WHAT YOU HAVE TO DO. Rewrite the material from the line that has "Find the muddy" through its end, changing "instance" to "item" and leaving everything else unchanged.

= = = =

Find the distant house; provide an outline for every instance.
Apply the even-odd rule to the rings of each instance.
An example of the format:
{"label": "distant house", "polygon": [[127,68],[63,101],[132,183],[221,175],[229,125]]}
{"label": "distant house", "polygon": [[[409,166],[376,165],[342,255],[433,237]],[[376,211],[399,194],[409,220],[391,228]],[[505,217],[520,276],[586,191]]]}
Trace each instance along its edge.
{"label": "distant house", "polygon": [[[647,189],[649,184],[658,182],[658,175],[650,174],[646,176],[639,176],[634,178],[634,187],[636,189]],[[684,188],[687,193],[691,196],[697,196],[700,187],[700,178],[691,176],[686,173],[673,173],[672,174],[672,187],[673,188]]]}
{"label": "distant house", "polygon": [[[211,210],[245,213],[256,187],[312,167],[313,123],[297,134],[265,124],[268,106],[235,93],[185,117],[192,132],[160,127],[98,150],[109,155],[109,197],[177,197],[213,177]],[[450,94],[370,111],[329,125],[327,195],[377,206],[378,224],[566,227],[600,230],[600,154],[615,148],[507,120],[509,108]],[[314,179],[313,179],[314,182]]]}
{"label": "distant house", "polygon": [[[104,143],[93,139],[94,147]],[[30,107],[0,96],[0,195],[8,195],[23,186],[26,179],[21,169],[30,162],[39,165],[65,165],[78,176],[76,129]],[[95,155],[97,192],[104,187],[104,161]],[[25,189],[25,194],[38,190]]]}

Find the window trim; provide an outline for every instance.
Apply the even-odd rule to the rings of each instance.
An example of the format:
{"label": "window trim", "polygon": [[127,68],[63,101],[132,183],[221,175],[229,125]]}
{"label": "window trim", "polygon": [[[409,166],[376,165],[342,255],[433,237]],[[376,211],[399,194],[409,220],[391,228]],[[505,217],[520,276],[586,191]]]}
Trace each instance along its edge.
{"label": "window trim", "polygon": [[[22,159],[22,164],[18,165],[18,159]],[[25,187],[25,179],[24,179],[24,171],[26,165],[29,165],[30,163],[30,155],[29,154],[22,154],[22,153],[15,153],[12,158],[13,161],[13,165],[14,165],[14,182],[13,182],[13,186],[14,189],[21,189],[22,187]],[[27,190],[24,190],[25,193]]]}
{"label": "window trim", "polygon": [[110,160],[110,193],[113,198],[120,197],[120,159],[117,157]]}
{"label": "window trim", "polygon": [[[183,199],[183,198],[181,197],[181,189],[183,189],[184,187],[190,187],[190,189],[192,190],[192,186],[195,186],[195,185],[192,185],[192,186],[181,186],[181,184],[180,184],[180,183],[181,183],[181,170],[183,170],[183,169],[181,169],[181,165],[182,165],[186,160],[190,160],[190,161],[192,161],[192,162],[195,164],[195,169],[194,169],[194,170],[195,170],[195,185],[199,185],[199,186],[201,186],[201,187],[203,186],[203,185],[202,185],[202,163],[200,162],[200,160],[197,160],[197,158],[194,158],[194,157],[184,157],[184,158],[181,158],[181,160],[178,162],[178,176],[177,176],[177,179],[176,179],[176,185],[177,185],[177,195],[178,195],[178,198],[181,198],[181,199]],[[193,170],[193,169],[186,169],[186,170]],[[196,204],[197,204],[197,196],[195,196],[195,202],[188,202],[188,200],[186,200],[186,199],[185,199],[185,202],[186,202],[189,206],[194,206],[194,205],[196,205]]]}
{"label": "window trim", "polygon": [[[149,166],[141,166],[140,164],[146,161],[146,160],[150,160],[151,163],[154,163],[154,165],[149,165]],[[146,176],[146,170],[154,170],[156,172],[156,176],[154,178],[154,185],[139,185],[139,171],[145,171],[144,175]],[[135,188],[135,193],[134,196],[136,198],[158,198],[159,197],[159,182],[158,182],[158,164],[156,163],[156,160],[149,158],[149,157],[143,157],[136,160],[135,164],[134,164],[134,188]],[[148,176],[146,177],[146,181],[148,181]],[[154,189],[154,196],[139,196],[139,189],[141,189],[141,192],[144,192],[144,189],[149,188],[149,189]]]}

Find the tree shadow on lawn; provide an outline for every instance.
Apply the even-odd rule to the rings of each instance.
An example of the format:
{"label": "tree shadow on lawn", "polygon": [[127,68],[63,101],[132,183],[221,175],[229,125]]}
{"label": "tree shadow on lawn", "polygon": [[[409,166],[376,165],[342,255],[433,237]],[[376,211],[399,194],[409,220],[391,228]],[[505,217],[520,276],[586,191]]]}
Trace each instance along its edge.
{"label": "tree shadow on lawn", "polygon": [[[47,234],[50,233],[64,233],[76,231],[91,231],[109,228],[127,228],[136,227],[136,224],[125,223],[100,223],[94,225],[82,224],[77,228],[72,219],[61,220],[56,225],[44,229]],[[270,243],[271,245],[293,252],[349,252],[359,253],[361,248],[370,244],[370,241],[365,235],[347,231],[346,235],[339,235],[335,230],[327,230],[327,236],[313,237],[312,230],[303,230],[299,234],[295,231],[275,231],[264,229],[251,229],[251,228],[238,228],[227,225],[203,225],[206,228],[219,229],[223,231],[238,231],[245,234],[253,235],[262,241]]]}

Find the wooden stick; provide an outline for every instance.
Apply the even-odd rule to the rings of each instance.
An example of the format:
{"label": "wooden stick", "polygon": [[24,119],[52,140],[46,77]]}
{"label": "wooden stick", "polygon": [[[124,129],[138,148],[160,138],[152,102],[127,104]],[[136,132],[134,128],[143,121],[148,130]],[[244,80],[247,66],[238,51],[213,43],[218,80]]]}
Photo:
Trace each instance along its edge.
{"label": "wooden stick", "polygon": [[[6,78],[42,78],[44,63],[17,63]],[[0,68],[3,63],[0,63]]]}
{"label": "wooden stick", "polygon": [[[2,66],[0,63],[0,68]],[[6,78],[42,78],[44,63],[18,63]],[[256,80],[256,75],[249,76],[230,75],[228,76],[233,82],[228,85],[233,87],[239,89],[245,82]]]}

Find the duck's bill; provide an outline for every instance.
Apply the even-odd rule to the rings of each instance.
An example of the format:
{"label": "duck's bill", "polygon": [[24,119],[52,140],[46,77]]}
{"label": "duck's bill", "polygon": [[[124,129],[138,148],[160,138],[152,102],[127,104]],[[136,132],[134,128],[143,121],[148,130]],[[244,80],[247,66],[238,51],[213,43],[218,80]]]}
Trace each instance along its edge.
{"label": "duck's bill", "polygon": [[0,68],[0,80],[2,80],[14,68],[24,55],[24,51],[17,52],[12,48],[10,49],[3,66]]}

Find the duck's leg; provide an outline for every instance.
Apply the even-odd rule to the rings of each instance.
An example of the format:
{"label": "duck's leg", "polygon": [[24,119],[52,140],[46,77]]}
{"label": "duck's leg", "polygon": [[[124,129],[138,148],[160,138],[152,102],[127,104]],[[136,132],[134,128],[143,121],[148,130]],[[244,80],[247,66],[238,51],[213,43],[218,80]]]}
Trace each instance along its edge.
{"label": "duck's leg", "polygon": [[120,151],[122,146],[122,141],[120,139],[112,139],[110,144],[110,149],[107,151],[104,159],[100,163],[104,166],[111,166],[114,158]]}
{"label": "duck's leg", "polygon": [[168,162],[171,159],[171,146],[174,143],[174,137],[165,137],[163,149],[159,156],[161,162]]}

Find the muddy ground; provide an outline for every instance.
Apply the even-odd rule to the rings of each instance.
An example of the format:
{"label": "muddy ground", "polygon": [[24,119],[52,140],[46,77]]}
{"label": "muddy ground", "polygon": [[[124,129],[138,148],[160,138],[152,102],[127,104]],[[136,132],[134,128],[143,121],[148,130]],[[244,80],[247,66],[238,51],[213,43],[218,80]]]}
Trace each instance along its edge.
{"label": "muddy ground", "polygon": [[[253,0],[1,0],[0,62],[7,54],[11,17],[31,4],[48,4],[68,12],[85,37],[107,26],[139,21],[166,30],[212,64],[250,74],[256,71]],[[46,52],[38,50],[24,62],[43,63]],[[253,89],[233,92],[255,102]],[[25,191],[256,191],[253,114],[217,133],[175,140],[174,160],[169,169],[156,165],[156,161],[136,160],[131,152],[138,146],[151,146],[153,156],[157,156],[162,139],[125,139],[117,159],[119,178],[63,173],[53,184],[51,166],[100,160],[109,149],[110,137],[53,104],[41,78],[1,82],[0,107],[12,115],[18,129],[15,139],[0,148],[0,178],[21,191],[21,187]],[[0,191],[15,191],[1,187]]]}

= = = =

RIGHT ANSWER.
Find the muddy ground; provide an outline for every item.
Apply the even-odd rule to the rings of each item.
An example of the format:
{"label": "muddy ground", "polygon": [[24,119],[52,140],[46,77]]}
{"label": "muddy ground", "polygon": [[[124,129],[138,148],[160,138],[152,102],[127,104]],[[136,132],[134,128],[143,121],[148,130]],[[244,80],[247,66],[238,51],[213,43],[218,80]]]}
Trace each item along its edge.
{"label": "muddy ground", "polygon": [[[253,0],[1,0],[0,62],[7,54],[11,17],[31,4],[48,4],[68,12],[85,37],[107,26],[139,21],[166,30],[212,64],[250,74],[256,71]],[[46,52],[38,50],[24,62],[43,63]],[[253,89],[233,92],[255,102]],[[25,191],[256,191],[253,114],[217,133],[175,140],[174,160],[169,169],[156,165],[156,161],[136,160],[131,152],[138,146],[151,146],[153,156],[157,156],[162,139],[125,139],[117,159],[119,178],[63,173],[53,184],[51,166],[100,160],[109,149],[110,137],[53,104],[41,78],[1,82],[0,107],[12,115],[18,129],[15,139],[0,148],[0,178],[21,191],[21,187]],[[0,191],[15,191],[1,187]]]}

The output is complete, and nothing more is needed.